** Supplied entries follows **

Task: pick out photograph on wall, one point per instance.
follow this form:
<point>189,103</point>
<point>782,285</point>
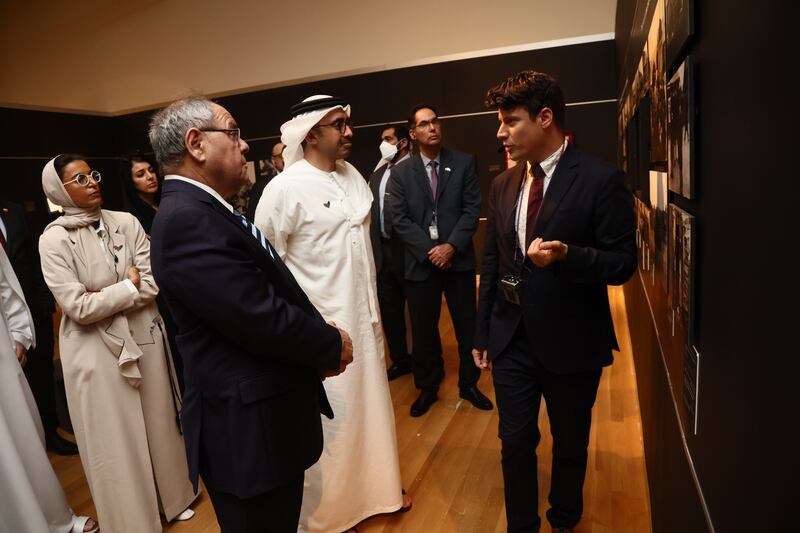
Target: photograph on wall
<point>691,387</point>
<point>679,25</point>
<point>643,226</point>
<point>681,269</point>
<point>641,80</point>
<point>680,130</point>
<point>658,201</point>
<point>643,148</point>
<point>658,89</point>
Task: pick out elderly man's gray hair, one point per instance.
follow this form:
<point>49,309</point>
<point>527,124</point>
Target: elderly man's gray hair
<point>169,126</point>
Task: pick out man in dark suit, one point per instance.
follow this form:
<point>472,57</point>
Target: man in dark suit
<point>560,229</point>
<point>23,254</point>
<point>254,347</point>
<point>436,201</point>
<point>273,169</point>
<point>387,249</point>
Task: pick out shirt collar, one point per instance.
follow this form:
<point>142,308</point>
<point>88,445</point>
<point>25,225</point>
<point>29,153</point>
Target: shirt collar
<point>550,163</point>
<point>101,227</point>
<point>203,186</point>
<point>426,161</point>
<point>399,160</point>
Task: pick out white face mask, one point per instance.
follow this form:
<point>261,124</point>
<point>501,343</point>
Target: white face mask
<point>388,150</point>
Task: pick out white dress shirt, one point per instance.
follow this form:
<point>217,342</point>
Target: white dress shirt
<point>549,167</point>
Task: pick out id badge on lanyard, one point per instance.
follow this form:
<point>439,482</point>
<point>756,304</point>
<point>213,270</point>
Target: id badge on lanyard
<point>433,229</point>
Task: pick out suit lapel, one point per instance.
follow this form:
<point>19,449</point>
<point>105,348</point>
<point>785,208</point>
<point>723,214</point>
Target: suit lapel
<point>511,197</point>
<point>375,186</point>
<point>422,177</point>
<point>117,242</point>
<point>445,170</point>
<point>564,176</point>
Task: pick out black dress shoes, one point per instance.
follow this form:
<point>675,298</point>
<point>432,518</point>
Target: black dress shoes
<point>424,402</point>
<point>395,371</point>
<point>476,398</point>
<point>59,445</point>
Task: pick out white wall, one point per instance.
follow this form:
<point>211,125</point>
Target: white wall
<point>116,56</point>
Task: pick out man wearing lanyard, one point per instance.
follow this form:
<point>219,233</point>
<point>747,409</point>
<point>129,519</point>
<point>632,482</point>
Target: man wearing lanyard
<point>560,229</point>
<point>435,205</point>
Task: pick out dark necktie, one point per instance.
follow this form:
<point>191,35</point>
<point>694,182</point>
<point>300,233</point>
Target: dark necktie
<point>386,216</point>
<point>535,196</point>
<point>434,180</point>
<point>255,232</point>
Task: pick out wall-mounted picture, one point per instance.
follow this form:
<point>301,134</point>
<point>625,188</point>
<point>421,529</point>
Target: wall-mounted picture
<point>680,130</point>
<point>679,25</point>
<point>658,200</point>
<point>643,147</point>
<point>681,267</point>
<point>643,226</point>
<point>658,90</point>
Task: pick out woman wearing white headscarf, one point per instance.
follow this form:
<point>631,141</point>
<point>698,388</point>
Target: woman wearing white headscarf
<point>118,373</point>
<point>31,499</point>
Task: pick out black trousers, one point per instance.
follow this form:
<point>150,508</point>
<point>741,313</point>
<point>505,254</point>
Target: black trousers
<point>276,511</point>
<point>520,381</point>
<point>424,305</point>
<point>392,301</point>
<point>39,372</point>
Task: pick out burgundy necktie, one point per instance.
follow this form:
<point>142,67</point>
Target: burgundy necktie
<point>535,196</point>
<point>434,180</point>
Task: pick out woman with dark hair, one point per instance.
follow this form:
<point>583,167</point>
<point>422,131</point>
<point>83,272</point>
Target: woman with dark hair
<point>118,375</point>
<point>142,187</point>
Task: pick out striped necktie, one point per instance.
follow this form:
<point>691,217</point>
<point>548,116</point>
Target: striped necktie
<point>255,232</point>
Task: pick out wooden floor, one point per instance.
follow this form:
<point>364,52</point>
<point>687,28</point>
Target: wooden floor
<point>450,458</point>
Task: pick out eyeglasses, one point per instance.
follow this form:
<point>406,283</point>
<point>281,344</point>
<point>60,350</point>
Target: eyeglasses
<point>83,179</point>
<point>234,133</point>
<point>425,124</point>
<point>341,125</point>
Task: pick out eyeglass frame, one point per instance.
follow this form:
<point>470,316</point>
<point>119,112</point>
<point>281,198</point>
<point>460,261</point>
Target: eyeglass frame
<point>342,129</point>
<point>94,175</point>
<point>237,132</point>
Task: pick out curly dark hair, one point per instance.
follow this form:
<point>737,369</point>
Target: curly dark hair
<point>529,89</point>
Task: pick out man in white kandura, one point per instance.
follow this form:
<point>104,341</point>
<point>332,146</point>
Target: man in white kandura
<point>316,214</point>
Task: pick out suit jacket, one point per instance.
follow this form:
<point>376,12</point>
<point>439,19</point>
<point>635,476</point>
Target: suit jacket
<point>252,345</point>
<point>564,307</point>
<point>375,224</point>
<point>22,252</point>
<point>458,208</point>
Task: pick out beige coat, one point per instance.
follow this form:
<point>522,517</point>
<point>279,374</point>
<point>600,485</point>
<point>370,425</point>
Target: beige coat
<point>130,446</point>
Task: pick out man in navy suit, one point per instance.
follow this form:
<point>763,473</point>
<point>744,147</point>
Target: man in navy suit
<point>436,200</point>
<point>560,229</point>
<point>387,249</point>
<point>254,348</point>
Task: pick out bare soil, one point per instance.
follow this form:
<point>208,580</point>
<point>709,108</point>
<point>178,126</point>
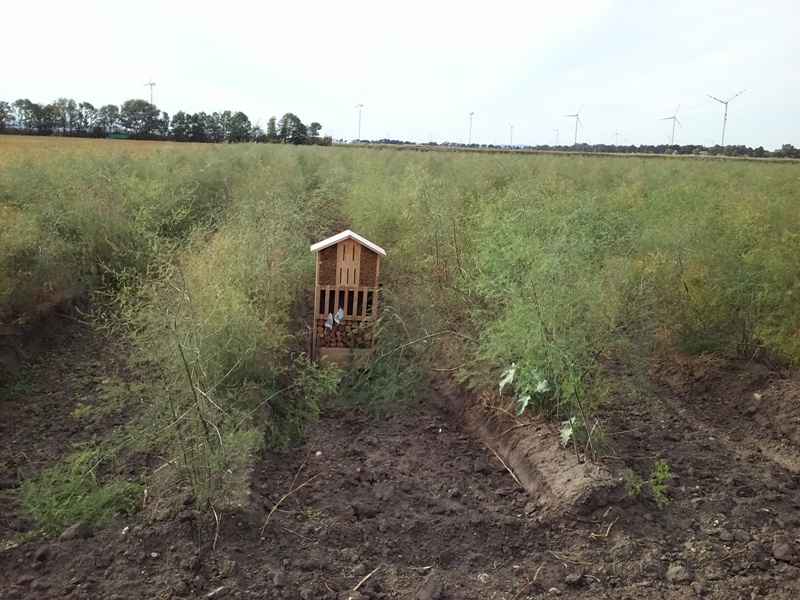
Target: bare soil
<point>420,506</point>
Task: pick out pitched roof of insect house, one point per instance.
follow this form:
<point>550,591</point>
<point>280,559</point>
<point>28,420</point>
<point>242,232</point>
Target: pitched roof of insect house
<point>335,239</point>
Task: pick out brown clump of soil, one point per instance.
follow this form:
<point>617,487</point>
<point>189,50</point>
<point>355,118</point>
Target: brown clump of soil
<point>415,506</point>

** End of Supplied entries **

*What needs to be done*
Could you set down every record above word for word, leaving out the pictures?

*The completed task*
Task: pick out photograph on wall, one point per instance.
follow this form:
<point>189,103</point>
<point>782,285</point>
Target: photograph on wall
<point>691,387</point>
<point>679,25</point>
<point>643,226</point>
<point>681,269</point>
<point>641,80</point>
<point>680,130</point>
<point>658,201</point>
<point>643,148</point>
<point>658,89</point>
Task: pick out elderly man's gray hair, one point per instance.
follow this form:
<point>49,309</point>
<point>527,124</point>
Target: elderly man's gray hair
<point>169,126</point>
Task: pick out man in dark suit, one point per instance.
follow this form:
<point>472,57</point>
Target: man in dark suit
<point>560,229</point>
<point>23,254</point>
<point>254,347</point>
<point>436,201</point>
<point>273,169</point>
<point>387,249</point>
Task: pick out shirt collar, one point per instance.
follow this form:
<point>142,308</point>
<point>88,445</point>
<point>25,225</point>
<point>29,153</point>
Target: shirt collar
<point>550,163</point>
<point>101,227</point>
<point>203,186</point>
<point>426,161</point>
<point>399,160</point>
Task: pick out white face mask, one point per instance.
follow this form:
<point>261,124</point>
<point>501,343</point>
Target: white face mask
<point>388,150</point>
Task: pick out white dress shirt, one point per instance.
follow this form:
<point>217,342</point>
Target: white dress shirt
<point>549,167</point>
Task: pick out id badge on lanyard, one point per instance.
follow this form:
<point>439,482</point>
<point>756,304</point>
<point>213,270</point>
Target: id badge on lanyard
<point>433,229</point>
Task: pick out suit lapel, one point per instance.
follow this form:
<point>19,449</point>
<point>105,348</point>
<point>785,208</point>
<point>723,214</point>
Target: suit lapel
<point>511,197</point>
<point>375,186</point>
<point>422,177</point>
<point>117,242</point>
<point>445,170</point>
<point>564,176</point>
Task: pick out black dress shoes, one point per instance.
follow this form:
<point>675,298</point>
<point>432,518</point>
Target: black dress shoes
<point>424,402</point>
<point>395,371</point>
<point>476,398</point>
<point>59,445</point>
Task: pick out white wall, one point per instance.
follow this form:
<point>211,125</point>
Target: white wall
<point>116,56</point>
Task: pick out man wearing lanyard, one point per instance.
follow this form:
<point>219,233</point>
<point>747,409</point>
<point>129,519</point>
<point>632,482</point>
Target: man wearing lanyard
<point>560,229</point>
<point>435,205</point>
Task: pick out dark necktie, one point per instance.
follow this form:
<point>191,35</point>
<point>694,182</point>
<point>300,233</point>
Target: dark necktie
<point>386,216</point>
<point>535,196</point>
<point>434,180</point>
<point>255,232</point>
Task: pick out wall-mounted picture, one point per instance.
follow this form:
<point>301,134</point>
<point>625,188</point>
<point>421,529</point>
Target: wall-mounted picture
<point>680,130</point>
<point>679,25</point>
<point>658,200</point>
<point>643,147</point>
<point>681,267</point>
<point>643,226</point>
<point>658,90</point>
Task: pick out woman wearing white headscarf, one point per instance.
follow this form:
<point>631,141</point>
<point>698,388</point>
Target: woman wearing white headscarf
<point>118,373</point>
<point>31,499</point>
Task: pick out black trousers, one point per instance.
follow this form:
<point>150,508</point>
<point>741,313</point>
<point>505,254</point>
Target: black trousers
<point>276,511</point>
<point>520,381</point>
<point>424,305</point>
<point>392,301</point>
<point>39,372</point>
Task: pick out burgundy necktie, one point per instance.
follow this form:
<point>142,67</point>
Target: burgundy necktie
<point>535,196</point>
<point>434,180</point>
Task: pick out woman with dark hair, one point per instance.
follow this form:
<point>583,167</point>
<point>422,131</point>
<point>83,272</point>
Target: woman with dark hair
<point>118,375</point>
<point>142,187</point>
Task: pick out striped necktie, one point per instance.
follow this form:
<point>691,217</point>
<point>548,116</point>
Target: striped necktie
<point>255,232</point>
Task: pick out wooden floor, one point per instance.
follow this form:
<point>364,52</point>
<point>687,28</point>
Target: wooden floor
<point>450,458</point>
Task: pick out eyeglasses, one point per instance.
follow this form:
<point>406,283</point>
<point>281,344</point>
<point>60,350</point>
Target: eyeglasses
<point>83,179</point>
<point>234,133</point>
<point>425,124</point>
<point>341,125</point>
Task: pick out eyeglass frame, one point per instance.
follow this form:
<point>470,316</point>
<point>119,112</point>
<point>281,198</point>
<point>460,261</point>
Target: eyeglass frame
<point>342,129</point>
<point>94,175</point>
<point>237,132</point>
Task: pick out curly dark hair, one point per instance.
follow this form:
<point>737,369</point>
Target: curly dark hair
<point>529,89</point>
Task: pick out man in white kandura, one point per instance.
follow this form:
<point>104,341</point>
<point>332,146</point>
Target: man in white kandura
<point>316,214</point>
Task: pick out suit jacket, one point per instance.
follow this form:
<point>376,12</point>
<point>439,19</point>
<point>635,476</point>
Target: suit jacket
<point>252,345</point>
<point>564,307</point>
<point>375,224</point>
<point>22,252</point>
<point>458,208</point>
Task: pick out beige coat, one point per instance.
follow this form:
<point>522,517</point>
<point>279,374</point>
<point>600,485</point>
<point>370,425</point>
Target: beige coat
<point>130,446</point>
Task: pick out man in navy suit, one point per instance.
follow this form:
<point>763,473</point>
<point>744,147</point>
Target: man in navy suit
<point>436,200</point>
<point>560,229</point>
<point>387,249</point>
<point>254,348</point>
Task: pick out bare soil, one point per instance.
follow this form:
<point>208,580</point>
<point>709,108</point>
<point>178,126</point>
Target: bare soil
<point>420,506</point>
Task: pick out pitched roof of insect house, one point per instance.
follow this form:
<point>550,591</point>
<point>280,559</point>
<point>28,420</point>
<point>242,232</point>
Target: pitched roof of insect house
<point>335,239</point>
Task: pick out brown clump of soil, one point per instance.
follow this form:
<point>617,487</point>
<point>189,50</point>
<point>355,118</point>
Target: brown clump of soil
<point>415,506</point>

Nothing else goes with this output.